INPUT start
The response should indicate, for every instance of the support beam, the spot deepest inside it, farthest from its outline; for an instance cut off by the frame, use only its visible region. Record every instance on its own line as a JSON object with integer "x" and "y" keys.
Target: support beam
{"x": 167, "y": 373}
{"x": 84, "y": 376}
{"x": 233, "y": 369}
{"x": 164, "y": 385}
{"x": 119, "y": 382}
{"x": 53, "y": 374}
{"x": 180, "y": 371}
INPUT end
■ **SHORT EXERCISE**:
Give all of the lines above as a JSON list of strings, one string per line, with any blank lines left out.

■ **FINISHED TASK**:
[
  "The response should indicate, for every instance of the support beam, the spot deepest inside it, farthest from its outline; for an instance cut off by the frame, use only its visible region. Record every instance on its own line as a JSON object with integer \"x\" and \"y\" keys.",
  "Target: support beam",
  "{\"x\": 167, \"y\": 373}",
  "{\"x\": 84, \"y\": 376}",
  "{\"x\": 233, \"y\": 369}",
  "{\"x\": 164, \"y\": 385}",
  "{\"x\": 119, \"y\": 382}",
  "{\"x\": 53, \"y\": 374}",
  "{\"x\": 180, \"y\": 371}"
]